Instrucción 1:
En los registros, desde la línea con "Your assignment: locate every dark" hasta la línea con "(65, 49), (73, 98)", sustituye "crevice" por "crack" y reproduce solo esas líneas, sin ningún otro cambio.
☆ ☆ ☆ ☆ ☆
07/09/2024

Jn 12, 20-33

SERVIR A CRISTO


«El que quiera servirme, que me siga, para que donde yo esté, también esté mi servidor. El que me sirve será honrado por mi Padre» (Jn 12, 26).

 

Madre nuestra: Jesús tiene todo el derecho de pedirnos que nos entreguemos a su servicio, porque Él dio su vida por nosotros, y es el Rey del universo. Para nosotros es un honor poder servir a nuestro Rey, entregándole nuestra vida entera.

Esas palabras del santo Evangelio que hoy consideramos las dice Jesús en el contexto de que el grano de trigo debe morir para dar fruto. Y eso cuesta, pero vale la pena. Es lo que han hecho todos los santos, y de manera especial los mártires, que se sienten honrados por haber sido hallados dignos de sufrir por la causa de Cristo.

Quizá a nosotros el Señor no nos pida derramar la sangre por Él, pero sí debemos vivir un martirio de amor cada día, sirviéndolo a través del servicio al prójimo, como Él nos enseñó.

Nuestra vocación de cristianos es una llamada a la santidad y al apostolado, como exigencia clara del sacramento del bautismo. Y la doctrina de la Iglesia nos enseña a vivir nuestra vocación en medio del mundo. Hemos de aprender a vivirla, fortaleciendo la gracia de nuestra alma, a través de la oración y de los sacramentos.

Dinos, Madre, esclava del Señor, cómo debe ser ese servicio nuestro que espera Jesús.

 

Hijo mío: yo soy la sierva del Señor.

Glorifico a mi Dios por haberse fijado en la humillación de su esclava.

La humanidad entera glorifica a Dios a través del servicio a Cristo, sirviendo al prójimo, amando a Dios por sobre todas las cosas y al prójimo como a uno mismo.

Mi deseo es que comprendas y practiques estas cosas, para que renuncies a ti mismo y sigas a Cristo, para que donde esté Él estés tú, porque el siervo debe estar atento a las órdenes de su amo.

Tú eres el siervo. Tu amo es el Señor Jesucristo, el Hijo de Dios, tu redentor.

Yo deseo enseñarte a servir a Cristo, e invitarte a servirlo acompañándome.

Buscando a las ovejas perdidas.

Curando a las heridas, y conduciendo a las perdidas de vuelta a la casa del Padre.

Llevándolas a los brazos de Jesús, Buen Pastor, a través del apostolado, que es el servicio que de ti espera tu Señor.
☆ ☆ ☆ ☆ ☆
Instrucción 2:
Retoma el texto sobre el servicio a Cristo y prolóngalo a partir de su última frase.

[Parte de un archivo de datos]
☆ ☆ ☆ ☆ ☆
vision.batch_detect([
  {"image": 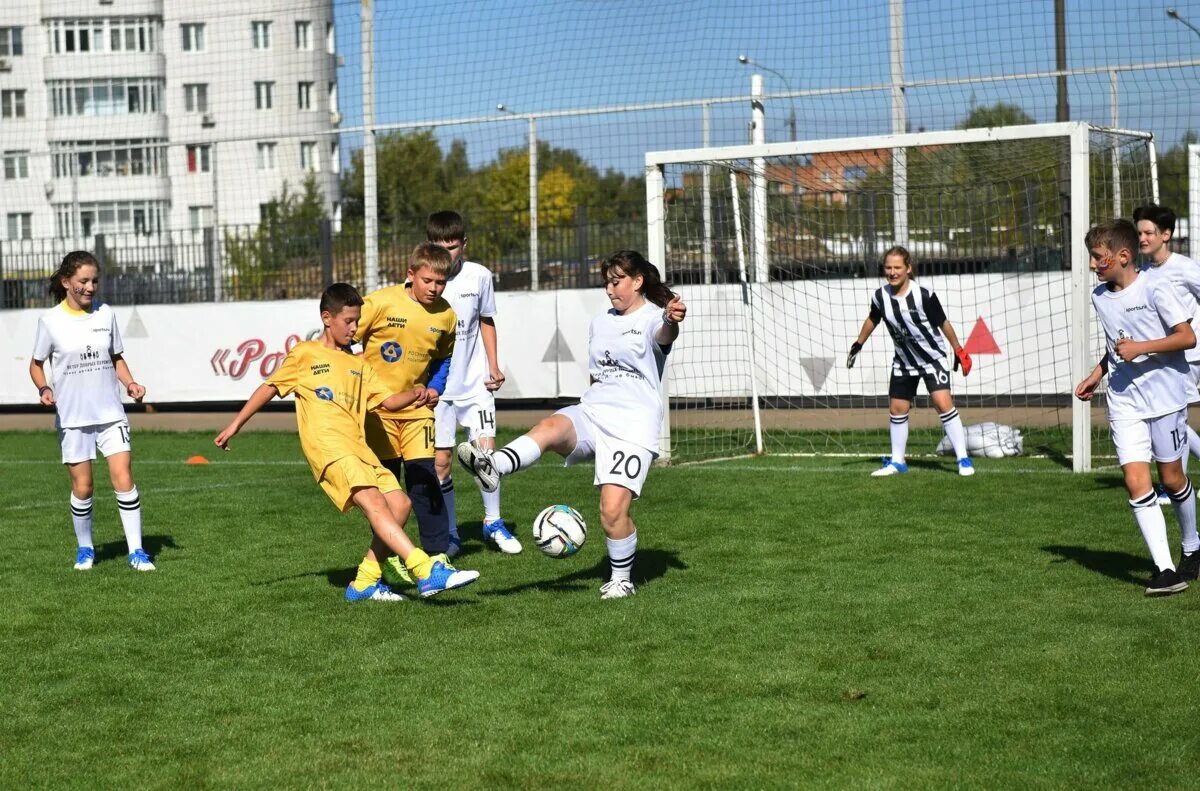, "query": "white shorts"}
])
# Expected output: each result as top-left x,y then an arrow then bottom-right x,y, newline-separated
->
554,405 -> 658,499
59,420 -> 130,465
433,391 -> 496,448
1110,409 -> 1188,466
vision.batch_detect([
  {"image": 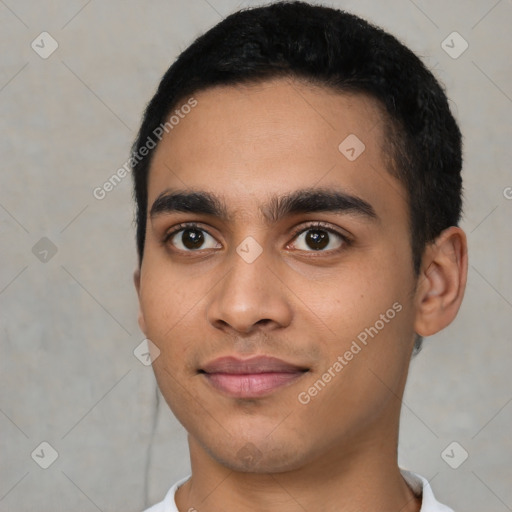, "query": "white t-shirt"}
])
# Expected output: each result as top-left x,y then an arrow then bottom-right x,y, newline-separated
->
144,469 -> 453,512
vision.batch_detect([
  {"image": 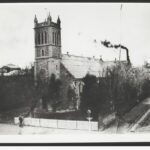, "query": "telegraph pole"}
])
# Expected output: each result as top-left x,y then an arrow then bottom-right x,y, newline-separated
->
119,4 -> 123,62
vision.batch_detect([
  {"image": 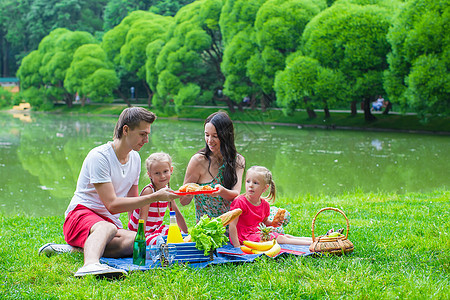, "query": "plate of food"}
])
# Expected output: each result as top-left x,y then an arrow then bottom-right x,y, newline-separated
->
173,183 -> 219,196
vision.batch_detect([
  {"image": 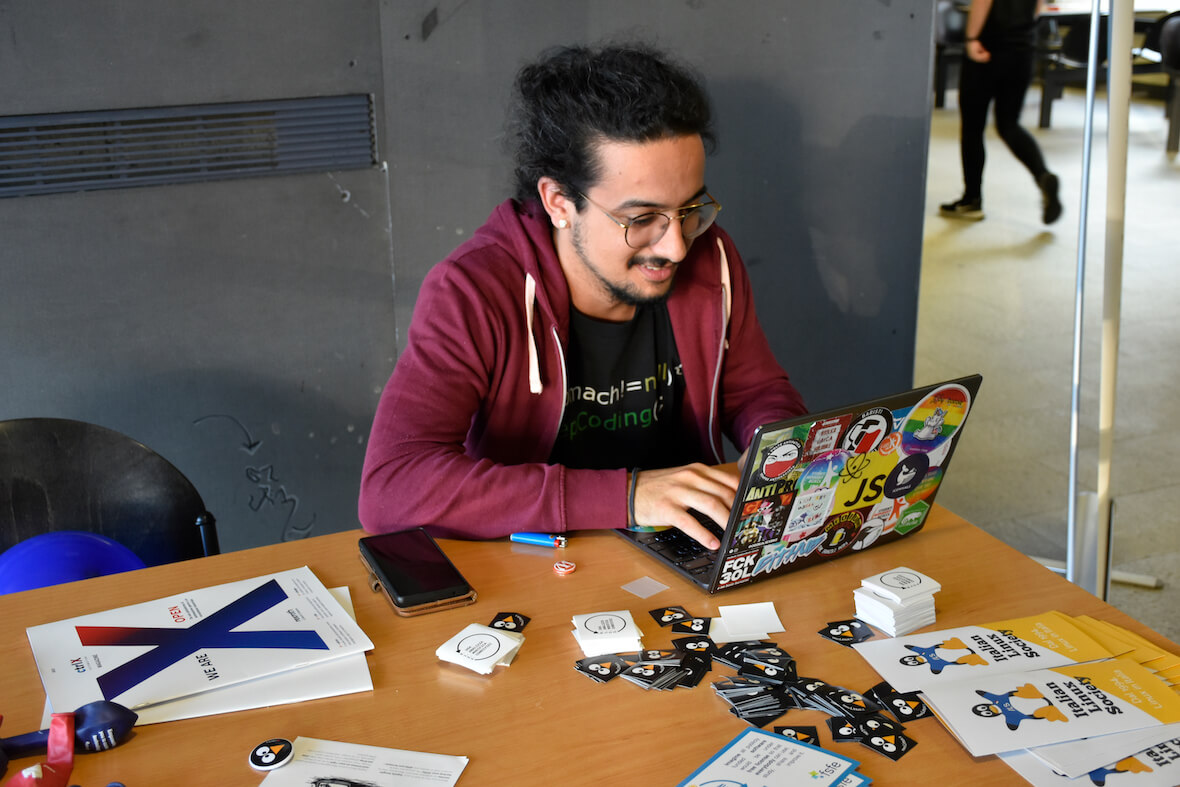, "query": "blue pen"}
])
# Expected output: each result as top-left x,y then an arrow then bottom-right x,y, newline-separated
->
509,533 -> 565,549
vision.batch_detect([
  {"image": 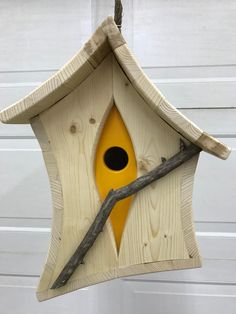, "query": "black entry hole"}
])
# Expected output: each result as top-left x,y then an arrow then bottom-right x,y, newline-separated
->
104,146 -> 129,170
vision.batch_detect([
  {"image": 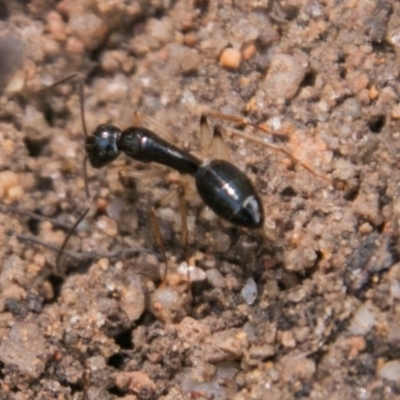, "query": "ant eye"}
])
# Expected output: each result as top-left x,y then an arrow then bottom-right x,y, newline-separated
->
85,125 -> 121,168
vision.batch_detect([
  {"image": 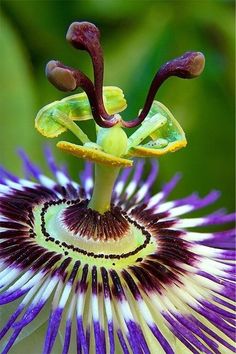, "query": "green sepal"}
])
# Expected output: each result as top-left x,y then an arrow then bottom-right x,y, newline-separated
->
128,101 -> 187,157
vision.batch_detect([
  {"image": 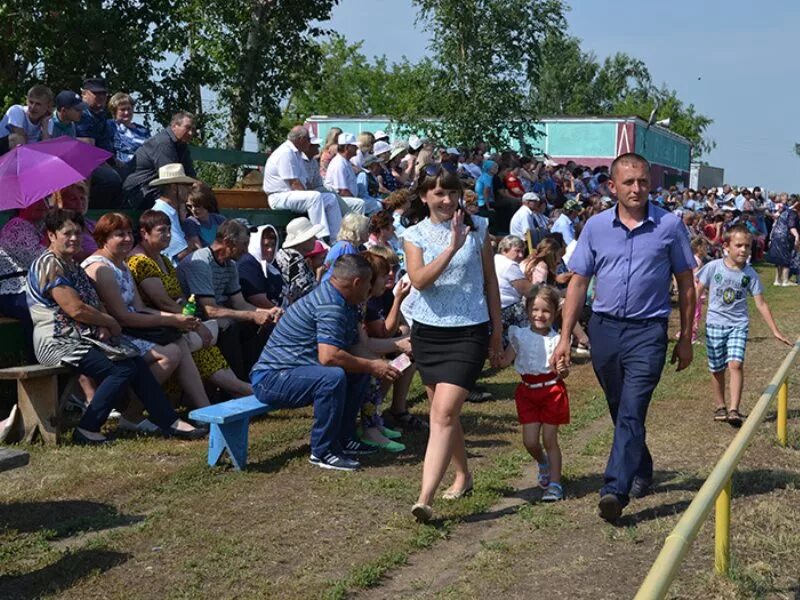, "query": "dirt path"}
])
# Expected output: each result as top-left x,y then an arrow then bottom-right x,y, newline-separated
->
353,332 -> 800,599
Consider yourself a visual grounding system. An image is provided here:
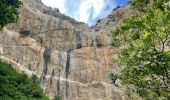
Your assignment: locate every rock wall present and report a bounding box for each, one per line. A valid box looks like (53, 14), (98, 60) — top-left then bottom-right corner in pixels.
(0, 0), (131, 100)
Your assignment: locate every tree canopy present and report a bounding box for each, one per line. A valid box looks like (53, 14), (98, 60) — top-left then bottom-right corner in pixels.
(113, 0), (170, 100)
(0, 60), (48, 100)
(0, 0), (22, 30)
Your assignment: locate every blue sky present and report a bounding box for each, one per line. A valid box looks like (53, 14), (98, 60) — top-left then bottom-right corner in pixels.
(42, 0), (128, 26)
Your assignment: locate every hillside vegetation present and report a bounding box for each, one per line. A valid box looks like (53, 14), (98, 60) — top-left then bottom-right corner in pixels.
(113, 0), (170, 100)
(0, 60), (48, 100)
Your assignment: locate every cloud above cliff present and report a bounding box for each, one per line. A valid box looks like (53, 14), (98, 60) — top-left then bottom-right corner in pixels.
(42, 0), (128, 26)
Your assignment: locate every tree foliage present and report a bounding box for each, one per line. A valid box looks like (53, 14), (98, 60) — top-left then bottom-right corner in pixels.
(0, 0), (22, 30)
(0, 60), (48, 100)
(113, 0), (170, 100)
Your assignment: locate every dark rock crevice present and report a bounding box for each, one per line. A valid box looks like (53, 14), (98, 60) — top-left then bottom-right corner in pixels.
(40, 47), (51, 80)
(75, 31), (82, 49)
(65, 49), (73, 98)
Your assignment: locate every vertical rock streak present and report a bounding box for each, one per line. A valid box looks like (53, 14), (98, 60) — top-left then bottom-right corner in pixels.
(40, 47), (51, 80)
(75, 31), (82, 49)
(65, 49), (72, 99)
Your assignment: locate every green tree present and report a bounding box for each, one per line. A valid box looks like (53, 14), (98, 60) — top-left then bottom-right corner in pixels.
(0, 0), (22, 30)
(0, 60), (48, 100)
(113, 0), (170, 100)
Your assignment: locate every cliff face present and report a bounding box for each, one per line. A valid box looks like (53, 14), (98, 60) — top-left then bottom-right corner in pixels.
(0, 0), (132, 100)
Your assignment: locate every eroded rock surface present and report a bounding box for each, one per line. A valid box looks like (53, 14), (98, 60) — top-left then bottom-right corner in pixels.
(0, 0), (131, 100)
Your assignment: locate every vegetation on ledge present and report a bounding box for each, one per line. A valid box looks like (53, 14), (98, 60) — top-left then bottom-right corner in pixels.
(0, 60), (48, 100)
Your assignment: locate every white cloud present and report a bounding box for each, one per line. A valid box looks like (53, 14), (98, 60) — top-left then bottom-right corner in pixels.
(42, 0), (116, 26)
(41, 0), (66, 13)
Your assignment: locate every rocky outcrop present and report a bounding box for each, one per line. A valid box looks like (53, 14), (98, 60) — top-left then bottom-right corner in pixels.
(0, 0), (132, 100)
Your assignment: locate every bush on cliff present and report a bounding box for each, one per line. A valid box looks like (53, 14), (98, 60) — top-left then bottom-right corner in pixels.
(113, 0), (170, 100)
(0, 60), (48, 100)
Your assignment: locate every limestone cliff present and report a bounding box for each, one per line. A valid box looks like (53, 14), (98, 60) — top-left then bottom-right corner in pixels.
(0, 0), (132, 100)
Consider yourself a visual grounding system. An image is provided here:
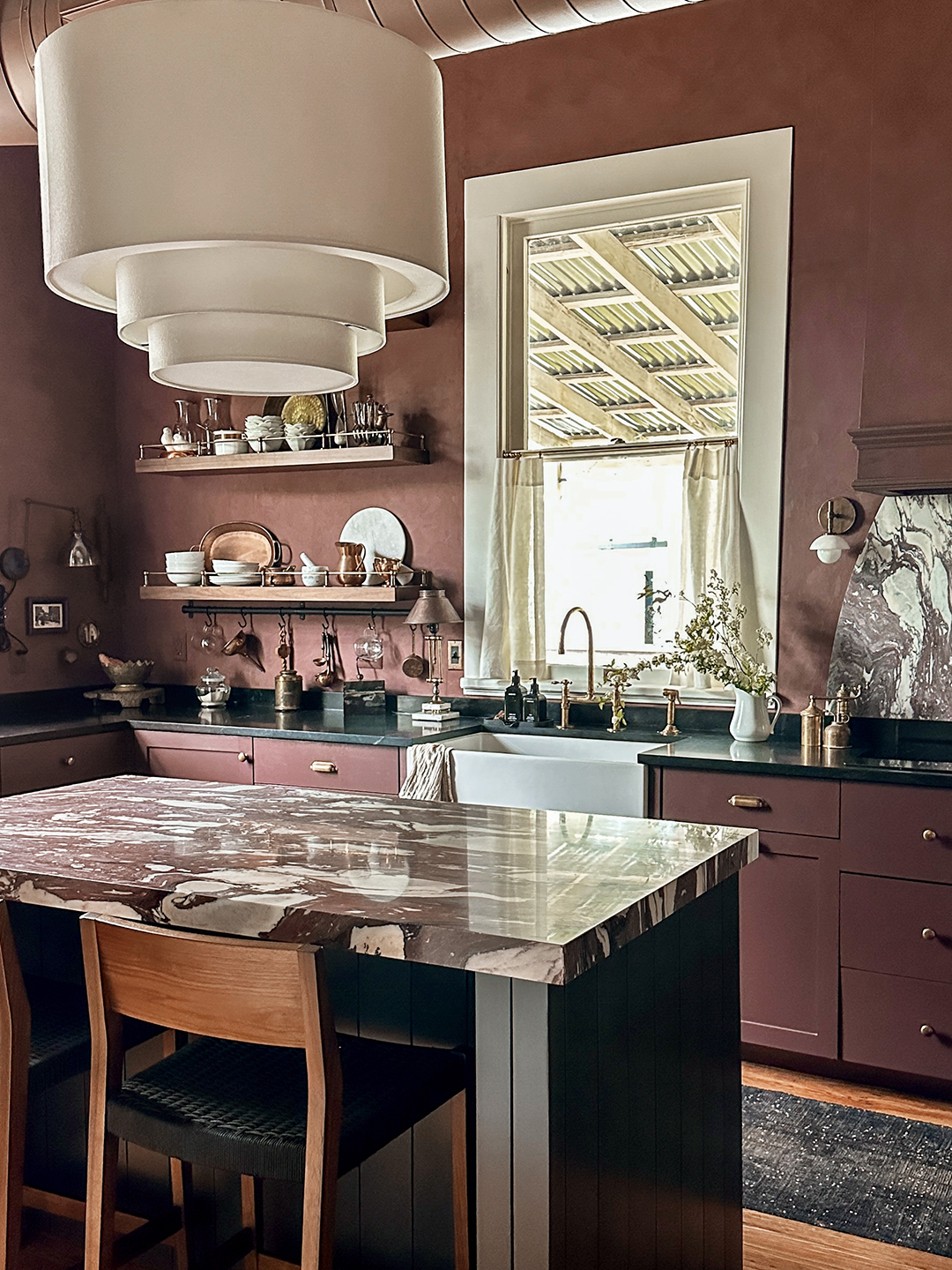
☆ ☆ ☆ ☆ ☆
Respuesta escrita 1:
Your assignment: locate every dark rock crack present and report a bounding box for each, one per line. A valid box looks like (53, 14), (98, 60) — top-left then bottom-right corner in pixels.
(40, 47), (51, 80)
(75, 31), (82, 49)
(65, 49), (73, 98)

Respuesta escrita 2:
Anunciando el Evangelio, hablando de Jesús, aprovechando todos los medios.

Con humildad, porque el discípulo no puede ser más que su maestro.

Con admiración, porque Él es tu modelo.

Con obediencia, porque Él es tu amo.

Con adoración, porque Él es tu Dios.

Pero, para servirlo, no basta hacer buenas obras de manera altruista. Debes hacer todo por amor de Dios. Servir al prójimo para servir a Cristo, dando la vida cada día, renunciando a ti mismo, muriendo al mundo para ser renovado, un hombre nuevo, transformado y purificado por la preciosa sangre del crucificado, a través de los sacramentos.

Así como una semilla plantada en la tierra debe morir para germinar, y crecer, y dar fruto, así tú, que has sido plantado en esta tierra, debes morir, renunciar a todo, despreciar el mundo y hasta a ti mismo, para renacer de lo alto a través del bautismo. Y después, con la gracia de Dios, crecer en estatura, en sabiduría y en gracia, en virtud, en renuncia, en abandono en Dios, en generosidad en tu entrega, dispuesto al servicio, para servir a tu Señor sirviendo a tus hermanos con el apostolado.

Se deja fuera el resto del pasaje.